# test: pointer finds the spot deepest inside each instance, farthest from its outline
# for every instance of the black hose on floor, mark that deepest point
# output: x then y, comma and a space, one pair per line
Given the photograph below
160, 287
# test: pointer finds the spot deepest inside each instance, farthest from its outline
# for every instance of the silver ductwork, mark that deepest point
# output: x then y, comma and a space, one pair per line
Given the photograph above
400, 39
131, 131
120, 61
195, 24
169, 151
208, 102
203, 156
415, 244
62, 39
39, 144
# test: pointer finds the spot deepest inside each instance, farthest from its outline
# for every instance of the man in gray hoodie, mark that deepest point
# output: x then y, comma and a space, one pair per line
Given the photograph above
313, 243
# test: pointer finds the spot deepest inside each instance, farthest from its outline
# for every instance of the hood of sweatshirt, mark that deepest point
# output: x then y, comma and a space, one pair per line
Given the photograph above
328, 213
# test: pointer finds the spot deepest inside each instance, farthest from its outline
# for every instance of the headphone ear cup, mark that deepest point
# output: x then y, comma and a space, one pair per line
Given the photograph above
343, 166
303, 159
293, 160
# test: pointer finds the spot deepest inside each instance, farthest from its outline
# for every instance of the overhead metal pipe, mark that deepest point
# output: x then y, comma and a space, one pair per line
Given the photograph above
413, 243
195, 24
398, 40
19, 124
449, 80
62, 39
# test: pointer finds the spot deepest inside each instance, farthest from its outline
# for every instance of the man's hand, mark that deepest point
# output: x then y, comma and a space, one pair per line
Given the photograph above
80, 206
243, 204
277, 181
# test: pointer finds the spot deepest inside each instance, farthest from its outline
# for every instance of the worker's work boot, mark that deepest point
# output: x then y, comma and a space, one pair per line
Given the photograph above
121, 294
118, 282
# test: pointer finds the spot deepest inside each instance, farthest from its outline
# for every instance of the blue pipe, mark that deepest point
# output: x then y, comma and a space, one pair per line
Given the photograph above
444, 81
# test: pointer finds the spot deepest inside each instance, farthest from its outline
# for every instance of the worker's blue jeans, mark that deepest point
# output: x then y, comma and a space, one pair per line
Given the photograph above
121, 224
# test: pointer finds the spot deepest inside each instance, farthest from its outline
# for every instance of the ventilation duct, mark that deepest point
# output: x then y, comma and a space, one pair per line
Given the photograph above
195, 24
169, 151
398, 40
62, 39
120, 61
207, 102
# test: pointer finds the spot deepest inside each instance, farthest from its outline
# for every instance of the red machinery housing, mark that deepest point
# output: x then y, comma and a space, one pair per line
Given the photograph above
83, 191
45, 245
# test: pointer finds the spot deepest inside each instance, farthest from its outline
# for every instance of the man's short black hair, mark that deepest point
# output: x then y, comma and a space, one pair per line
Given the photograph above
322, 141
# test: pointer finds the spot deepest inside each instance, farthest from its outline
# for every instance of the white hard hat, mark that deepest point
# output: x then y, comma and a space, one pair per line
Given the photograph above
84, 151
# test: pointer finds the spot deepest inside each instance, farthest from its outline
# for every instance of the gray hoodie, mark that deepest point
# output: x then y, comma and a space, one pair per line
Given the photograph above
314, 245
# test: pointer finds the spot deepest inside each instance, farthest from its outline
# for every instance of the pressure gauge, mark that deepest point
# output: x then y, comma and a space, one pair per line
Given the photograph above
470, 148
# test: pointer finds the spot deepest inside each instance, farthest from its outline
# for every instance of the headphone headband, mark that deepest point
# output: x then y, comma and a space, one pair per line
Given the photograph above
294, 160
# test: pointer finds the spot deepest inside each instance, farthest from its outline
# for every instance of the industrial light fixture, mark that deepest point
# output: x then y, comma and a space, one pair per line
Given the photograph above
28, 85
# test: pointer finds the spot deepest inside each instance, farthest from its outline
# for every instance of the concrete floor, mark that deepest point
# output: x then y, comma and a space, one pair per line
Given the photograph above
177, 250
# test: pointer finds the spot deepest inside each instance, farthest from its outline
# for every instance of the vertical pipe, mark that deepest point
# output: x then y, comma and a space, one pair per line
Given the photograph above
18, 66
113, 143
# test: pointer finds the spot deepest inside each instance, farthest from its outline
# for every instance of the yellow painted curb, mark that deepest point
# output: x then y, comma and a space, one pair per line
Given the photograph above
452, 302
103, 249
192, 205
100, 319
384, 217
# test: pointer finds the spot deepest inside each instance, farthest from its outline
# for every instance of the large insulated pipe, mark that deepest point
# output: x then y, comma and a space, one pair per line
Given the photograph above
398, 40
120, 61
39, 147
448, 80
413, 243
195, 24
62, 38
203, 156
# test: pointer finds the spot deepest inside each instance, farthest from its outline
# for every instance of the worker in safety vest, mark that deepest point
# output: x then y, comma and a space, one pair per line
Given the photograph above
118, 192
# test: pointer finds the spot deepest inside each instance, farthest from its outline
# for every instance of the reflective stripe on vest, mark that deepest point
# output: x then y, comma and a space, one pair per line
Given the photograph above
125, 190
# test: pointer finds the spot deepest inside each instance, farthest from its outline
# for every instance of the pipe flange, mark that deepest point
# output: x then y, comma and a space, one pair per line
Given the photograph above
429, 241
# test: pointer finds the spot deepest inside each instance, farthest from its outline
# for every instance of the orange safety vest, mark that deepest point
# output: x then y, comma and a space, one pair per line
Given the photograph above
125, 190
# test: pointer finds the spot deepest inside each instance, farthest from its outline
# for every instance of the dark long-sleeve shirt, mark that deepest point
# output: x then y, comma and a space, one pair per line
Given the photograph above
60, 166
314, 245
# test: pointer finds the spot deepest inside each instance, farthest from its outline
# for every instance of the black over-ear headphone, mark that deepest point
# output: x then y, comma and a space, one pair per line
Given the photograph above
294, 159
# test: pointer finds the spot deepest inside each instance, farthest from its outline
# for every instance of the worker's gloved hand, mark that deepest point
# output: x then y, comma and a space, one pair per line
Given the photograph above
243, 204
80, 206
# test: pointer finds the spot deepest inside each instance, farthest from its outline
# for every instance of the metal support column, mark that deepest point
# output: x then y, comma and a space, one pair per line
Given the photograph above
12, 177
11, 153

PROBLEM STATEMENT - Transcribe all entries exactly as they are given.

TASK RESPONSE -
# test: pointer finds the spot deepest inside each instance, farthest from its outline
# for every instance of the black hose on floor, mark that deepest point
# output: x then y, comma and a space, one pair per line
Given the photograph below
160, 287
# test: pointer finds the spot deepest inside each instance, farthest from its outline
# for every instance of the silver ductwork, mark that deepest point
# output: x then y, comma and a space, one pair per line
Given the photograph above
400, 39
131, 131
120, 61
195, 24
169, 151
208, 102
203, 156
415, 244
62, 39
39, 144
# test: pointer finds the spot deepest inside each instance, farthest from its outline
# for every instance of the man in gray hoodie, mark that deepest point
# output: x then y, comma and a space, one pair per line
Given the photograph above
313, 243
# test: pointer finds the spot deepest inside each instance, farthest from its outline
# for every instance of the hood of sweatshirt, mark that deepest point
# output: x then y, comma and a space, one pair per line
Given the photograph above
328, 213
# test: pointer finds the spot deepest inside each instance, farthest from its outline
# for every instance of the headphone ear cup, mark that deepest point
# output: x then y, comma and a space, one pair per line
Given the photograph above
343, 166
303, 159
293, 160
# test: pointer finds the spot deepest inside each instance, farthest from its outline
# for every instance of the overhead metal pipe, mark that deepest point
# output: x then y, comma and a space, one pair per line
Given the photograph above
413, 243
195, 24
398, 40
19, 124
449, 80
62, 39
# test: pointer finds the spot deepest inside each instance, farthest from its outline
# for every instance of the man's hand, mark that deepest point
# output: x then y, comma and a space, one pair per line
Given the photograph above
80, 206
243, 204
277, 181
# test: pointer finds the spot deepest inside each instance, farthest from its outline
# for every instance of the worker's work boot, mark that deepest point
# output: x then y, comma and a space, one pair per line
Given the photograph above
121, 294
118, 282
# test: pointer finds the spot deepest inside each instance, farthest from its outline
# for every instance of the blue pipe, mark that deepest point
# output: x then y, comma and a space, one pair per line
Given the photograph above
444, 81
# test: pointer finds the spot deepest inside each instance, farthest from its outline
# for every instance of the worker's blue jeans, mark that deepest point
# output: x then y, comma and a space, one pair per line
Given the photograph above
121, 224
# test: pointer finds the spot deepest inside each instance, farthest from its outline
# for every instance of the ventilation duct, mark that deepest point
# output: x then y, comma and a space, one pair per line
Given the photograph above
195, 24
169, 151
398, 40
62, 39
120, 61
207, 102
# test: pointer finds the spot deepest inside each instance, farthest from its outline
# for every instance of the red machinery housing, mark that deepest point
# output: x then y, comma and a space, one pair per line
Given the photograph above
83, 191
45, 245
# test: pointer finds the spot deepest inside each instance, farthest from its outline
# for every instance of the man's short black hair, mark that deepest point
# output: x then y, comma and a space, one pair per line
Given the photograph above
322, 141
# test: pointer finds the spot deepest inside each instance, farthest from its outline
# for every instance of the white hard hat, mark that deepest point
# output: x then y, comma and a space, one pair per line
Given the photograph above
84, 151
# test: pointer finds the spot deepest inside each instance, farthest from its outline
# for every instance of the gray hoodie, mark that deepest point
# output: x then y, comma and a space, one pair per line
Given the photograph above
314, 245
# test: pointer finds the spot deepest inside each instance, farthest from its outline
# for every instance of the pressure gauge, mark that deepest point
# output: x then y, comma and a space, one pair per line
Given the photograph above
470, 148
# test: pointer finds the spot deepest inside each instance, farthest from its outline
# for every instance of the headphone headband, mark that deepest point
# output: x then y, comma and a space, one pair per line
Given the photograph above
294, 160
# test: pointer finds the spot deepest inside each instance, farthest from its outline
# for every instance of the industrial light fixture, mark that deepest point
# output: x then y, comma and a space, one pair per line
Given the photograph above
28, 85
# test: pointer finds the spot deepest inside each instance, farthest from its outline
# for every instance of the concrete floor, mark that deepest point
# output: x then y, comma and a space, one pair per line
Given the photograph above
177, 250
# test: pointer finds the spot deepest inside each instance, farthest from its outline
# for every instance of the vertical pipe, mark that deepest point
# output: x then y, comma and a space, one pair per line
Given the photograph above
18, 66
113, 143
# test: pointer finds the spot deepest inside each instance, farthest from its outline
# for every instance of the yellow painted curb, mark that deepest point
# output: x then y, comma and a space, one pair per line
Given the photograph above
452, 302
103, 249
192, 205
100, 319
384, 217
# test: pointer finds the spot deepest inside each instance, farthest from its outline
# for every instance of the large insulated pipe, mark that deepest point
# output: x then y, comma and a space, one pair per line
Given the photograph above
398, 40
120, 61
39, 147
448, 80
413, 243
195, 24
62, 38
203, 156
# test: pointer finds the spot deepest inside each instance, farthest from its outline
# for every instance of the worker in safety vest, mark that deepest point
# output: x then y, comma and a space, one pair per line
Given the photograph above
118, 192
# test: pointer finds the spot deepest inside each instance, farthest from its outline
# for every instance of the reflective stripe on vest, mark that deepest point
# output: x then y, comma and a space, one pair per line
Given the photograph above
125, 190
# test: pointer finds the spot deepest inside each instance, farthest from its outline
# for every instance of the pipe flange, mark that deepest point
# output: x then y, comma and a space, one pair per line
Given the photograph above
429, 241
# test: pointer finds the spot deepest inside each instance, farthest from its outline
# for every instance of the orange safety vest, mark that deepest point
# output: x then y, comma and a space, one pair per line
Given the photograph above
125, 190
# test: pointer finds the spot deepest inside each instance, farthest from its outline
# for every instance of the dark long-sleeve shirt, mark that deepest point
# output: x then y, comma and a space, one pair per line
Given the photograph above
60, 166
314, 245
# test: pointer finds the spot deepest inside each instance, farthest from its outline
# for every instance of the black over-ear headphone, mark that deepest point
# output: x then y, comma and a space, one pair per line
Given the photograph above
294, 159
# test: pointer finds the spot deepest inside each instance, farthest from its outline
# for every instance of the worker's gloved hand, mark that deepest point
# output: x then y, comma and a space, one pair per line
Given the photograph above
243, 204
80, 206
# test: pointer finds the spot deepest inside each instance, farthest from its outline
# for every instance of the metal support column, mark that deepest point
# output: x then y, comma and a space, one pair per line
Given the photograph above
12, 177
11, 153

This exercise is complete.